THE REQUEST:
Copy each line of the material below word for word, omitting the pictures.

Location identification entries:
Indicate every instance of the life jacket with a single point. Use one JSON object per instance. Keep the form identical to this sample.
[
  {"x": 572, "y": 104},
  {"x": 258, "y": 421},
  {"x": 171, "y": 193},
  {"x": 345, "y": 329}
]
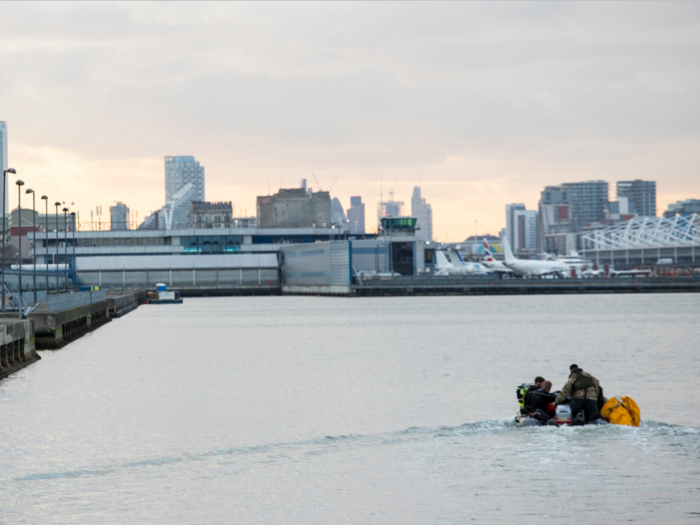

RESULT OF THIS TASK:
Indicate every instance of the life jacket with a single point. Use one JSON object per instance. Keep the form identical to this sample.
[
  {"x": 572, "y": 104},
  {"x": 258, "y": 421},
  {"x": 171, "y": 193},
  {"x": 345, "y": 329}
]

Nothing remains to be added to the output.